Point-per-instance localization data
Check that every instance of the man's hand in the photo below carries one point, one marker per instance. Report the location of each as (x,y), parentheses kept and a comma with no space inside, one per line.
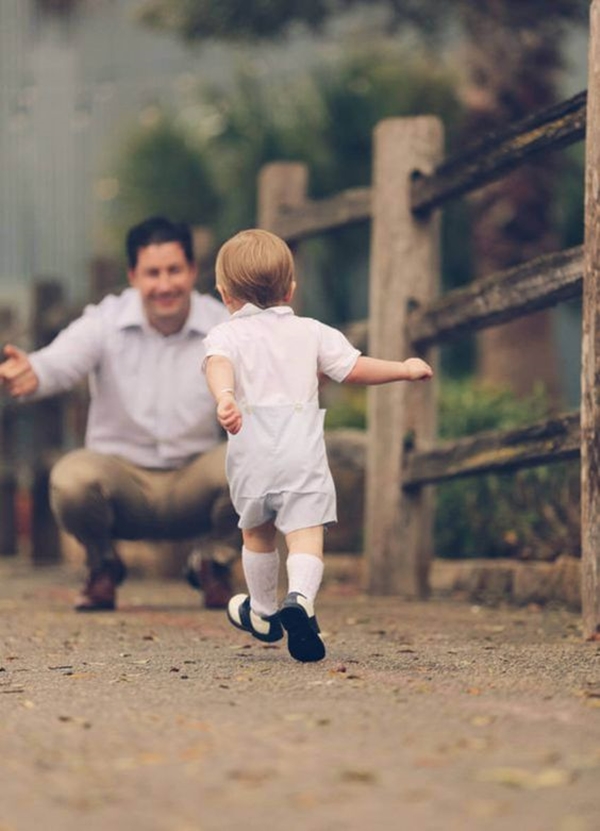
(417,369)
(228,413)
(16,373)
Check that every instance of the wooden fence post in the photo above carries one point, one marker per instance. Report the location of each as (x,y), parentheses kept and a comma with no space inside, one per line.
(404,268)
(280,185)
(48,427)
(8,482)
(590,371)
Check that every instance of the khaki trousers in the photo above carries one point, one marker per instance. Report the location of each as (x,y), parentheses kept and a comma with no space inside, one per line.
(100,498)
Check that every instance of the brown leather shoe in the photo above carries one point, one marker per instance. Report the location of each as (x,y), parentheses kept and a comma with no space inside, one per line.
(100,591)
(212,579)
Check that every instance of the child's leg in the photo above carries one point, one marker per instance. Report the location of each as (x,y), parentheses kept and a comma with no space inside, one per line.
(305,561)
(297,613)
(260,561)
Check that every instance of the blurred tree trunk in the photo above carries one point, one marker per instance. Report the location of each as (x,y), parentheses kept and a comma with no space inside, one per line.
(512,61)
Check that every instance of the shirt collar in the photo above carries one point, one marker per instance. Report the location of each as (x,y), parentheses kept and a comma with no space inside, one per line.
(132,314)
(249,309)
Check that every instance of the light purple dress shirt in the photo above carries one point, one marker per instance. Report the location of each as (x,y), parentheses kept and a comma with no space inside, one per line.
(149,399)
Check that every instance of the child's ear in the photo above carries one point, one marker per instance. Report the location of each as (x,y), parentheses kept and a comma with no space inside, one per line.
(290,293)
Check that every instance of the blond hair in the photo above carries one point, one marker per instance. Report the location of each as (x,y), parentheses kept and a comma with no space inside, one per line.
(256,267)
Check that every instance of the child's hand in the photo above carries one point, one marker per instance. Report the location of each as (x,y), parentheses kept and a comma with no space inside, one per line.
(417,370)
(228,414)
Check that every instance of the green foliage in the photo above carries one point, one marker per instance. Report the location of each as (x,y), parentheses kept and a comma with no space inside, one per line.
(197,20)
(162,173)
(530,514)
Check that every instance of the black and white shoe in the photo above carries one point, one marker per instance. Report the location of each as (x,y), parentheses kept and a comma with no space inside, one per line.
(265,628)
(297,615)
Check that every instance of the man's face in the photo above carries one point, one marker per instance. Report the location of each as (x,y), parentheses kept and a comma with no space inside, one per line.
(164,279)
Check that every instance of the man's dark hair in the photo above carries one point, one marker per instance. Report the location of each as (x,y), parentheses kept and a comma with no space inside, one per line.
(155,231)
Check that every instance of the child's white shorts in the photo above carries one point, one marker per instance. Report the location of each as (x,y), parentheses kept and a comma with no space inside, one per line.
(288,510)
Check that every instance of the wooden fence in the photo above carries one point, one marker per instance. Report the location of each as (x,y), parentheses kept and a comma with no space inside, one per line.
(407,316)
(33,436)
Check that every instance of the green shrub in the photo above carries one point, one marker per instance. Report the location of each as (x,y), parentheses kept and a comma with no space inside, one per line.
(530,514)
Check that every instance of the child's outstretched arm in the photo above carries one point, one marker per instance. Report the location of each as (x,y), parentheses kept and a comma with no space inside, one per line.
(378,371)
(220,378)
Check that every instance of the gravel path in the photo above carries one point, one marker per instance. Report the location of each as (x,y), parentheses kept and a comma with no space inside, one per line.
(162,717)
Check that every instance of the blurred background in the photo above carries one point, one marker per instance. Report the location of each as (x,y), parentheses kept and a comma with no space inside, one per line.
(112,110)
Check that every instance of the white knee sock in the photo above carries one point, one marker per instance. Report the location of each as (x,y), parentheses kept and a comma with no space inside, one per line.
(305,572)
(261,571)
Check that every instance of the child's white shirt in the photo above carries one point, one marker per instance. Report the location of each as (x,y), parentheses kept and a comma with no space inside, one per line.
(281,447)
(277,355)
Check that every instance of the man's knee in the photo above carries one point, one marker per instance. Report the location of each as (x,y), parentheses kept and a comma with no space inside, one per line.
(73,475)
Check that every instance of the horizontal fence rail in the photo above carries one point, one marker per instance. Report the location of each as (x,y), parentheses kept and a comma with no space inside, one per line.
(315,216)
(506,295)
(498,153)
(495,451)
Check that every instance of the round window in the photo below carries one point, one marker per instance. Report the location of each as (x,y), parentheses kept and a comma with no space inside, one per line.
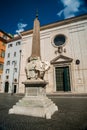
(59,40)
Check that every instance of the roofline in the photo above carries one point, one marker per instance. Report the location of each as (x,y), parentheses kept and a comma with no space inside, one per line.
(5,33)
(58,23)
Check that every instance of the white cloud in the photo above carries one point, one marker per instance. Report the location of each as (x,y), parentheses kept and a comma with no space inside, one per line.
(21,27)
(71,7)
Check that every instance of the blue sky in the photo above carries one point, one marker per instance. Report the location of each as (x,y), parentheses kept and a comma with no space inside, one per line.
(18,15)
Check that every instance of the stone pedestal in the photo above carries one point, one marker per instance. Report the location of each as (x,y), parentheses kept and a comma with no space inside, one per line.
(35,102)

> [Exercise instructions]: Could the lines above be copied out exactly, with no image carried over?

> [Response box]:
Check that every instance of the man's hand in the photo below carries one point, one marker per instance. Report the location of each as (x,y), parentheses kept and a comma with no space inside, one per line.
(417,369)
(228,413)
(16,373)
Check that every instance of the wooden fence post in the photo above carries one point, one marker per instance. Report the location of each as (x,y), parentheses kept and a comma with no space inside, one per line.
(404,268)
(280,185)
(48,427)
(8,482)
(590,371)
Check that every instance of the khaki trousers in the photo above carries one point, one marker per instance. Report the location of each as (x,y), parentheses kept and a comma with no space inside, one per line.
(100,498)
Check that every instance of the brown leather shoe in the photo above carries one point, one marker per instance. Report the location of each as (x,y), parentheses kept and a comma with no space inside, one per line.
(100,591)
(212,579)
Check that every instance of the child's leg in the photo above carries one point, one marker per instance. Report the location of each as (x,y), parentheses kept and a comma with no space inside, one per line.
(305,561)
(297,613)
(260,561)
Check that every instance of the blurred tree trunk in the photo above carries one point, one marker per instance. Report the location of each as (x,y), parentheses kept and a comma with no space inside, one per line.
(512,61)
Check that every instance of the shirt collar in the photo above carries one point, one marker per instance. Report the location of each as (x,y), parentheses kept and a comma with no space inside, one per line.
(132,314)
(249,309)
Check that every instance of the light purple dress shirt in the photo above carries one point, one marker per instance. Report the location of each as (x,y), parentheses kept and a comma with no space inside, one per line.
(149,399)
Check that every instance of the child's ear in the photo above carries one point, one marker per instance. Report the location of each as (x,y), parentheses kept and a comma with no space inside, one per line.
(290,293)
Check that every instance of the blond hair in the photo above carries one point, one marker per instance. Report the location of each as (x,y), parentheses kept and a comma with no space inside, one per line.
(256,267)
Check that every instance of the child's hand in the photo above carries one point, one marker per instance. Report the location of each as (x,y), parentheses kept and a comma with no space inside, one per line.
(417,370)
(228,414)
Check that every instance of the green foliage in the photo above carries one point, one marker per instance. Report the location of each as (x,y), parentheses kept and a comma with no space inside, one per line.
(197,20)
(162,173)
(530,514)
Check that every instance of the black and white shoe in the photo above carries one point, one marker per instance. Report the location of each as (x,y), parentheses kept and a comma with no space inside, one per line.
(265,628)
(297,615)
Check that every instance of the man's face in the photo above carries one point, one marker per instance. Report the location of each as (x,y), parentheses kept and a comma with no space inside, one per line.
(164,279)
Check that every instance of the man's dark hair in the photo above carries one point, one marker per instance. Report the location of each as (x,y), parentheses kept and a comma with no space inside, one per line.
(155,231)
Check that every instance of the child's white shorts in the photo above carries one point, one marker per instance. Report the location of each as (x,y), parentheses kept and a comma with no space inside, one per line.
(288,510)
Check that every instance of the wooden fence in the photo above carries one point, one marker per instance. Report the location of each as (x,y), parentheses kept and a comma with no space inside, one per line.
(407,316)
(33,436)
Check that every instance of the green shrub in the photo above carries one point, one marker per instance. Report the location of each as (x,y), parentheses kept and a comma with no space inside, one per line.
(530,514)
Check that every instance of the child's outstretched arm in the photo above carries one point, one marker per instance. Report the location of each as (x,y), parentheses kept and a comma with no space inside, one per line.
(378,371)
(220,378)
Check that every instance of the gravel path in the photo above carries one point, one marker per instance. Report the location of each as (x,y), parentheses kept and a comma with no space inside, one per line.
(162,717)
Check that every instance of the blurred background in the photo above carries one point, one marker per instance. Report the location of each as (x,y), parentheses kept and a comma with no space inside, one per line.
(112,110)
Check that every instance of the white knee sock in the photo above carries one point, one marker per instance. Report the location of each as (x,y), parentheses kept and a comma with no space inside, one per line.
(305,572)
(261,571)
Check that every instance of the child's white shirt in the photo above carries one point, one marker per instance. Report the location of each as (x,y), parentheses kept and a comma with no space inside, one per line.
(281,447)
(277,355)
Check that every instance of the man's knee in the photo above carries one point, one marker per instance. Report the location of each as (x,y), parentheses kept and a comma with no space inside, one per line.
(73,475)
Check that every instance of the horizontal fence rail in the photo above carries one point, one marker per instance. Report the location of each as (x,y), parentheses kept and a comma with no space inside, one per line.
(315,216)
(506,295)
(498,153)
(495,451)
Check that every instance of the round window in the photo below carries one point, one marker per instance. Report the location of each as (x,y), parentheses kept and a comma with no space inside, one per line.
(59,40)
Check that every instance of the roofline in the photo above carries one point, one marker per instance. Report the location of each as (x,y), parentheses kept and a comma with no space inside, one per line.
(5,33)
(58,23)
Check that every instance of the white cloud in the photo above carries one point, one marker per instance. Report the location of each as (x,y), parentheses kept and a comma with no space inside, one per line.
(21,27)
(71,7)
Check that every instance of the blue sky in the photo above carries one point, one marker per instance. Report the location of each as (x,y), parentheses kept and a comma with no space inside, one per line.
(18,15)
Check that every instance of the stone pedestal in the photo above carries one point, one marker per instance. Report the location of each as (x,y), parentheses kept and a comma with no space inside, one per line.
(35,102)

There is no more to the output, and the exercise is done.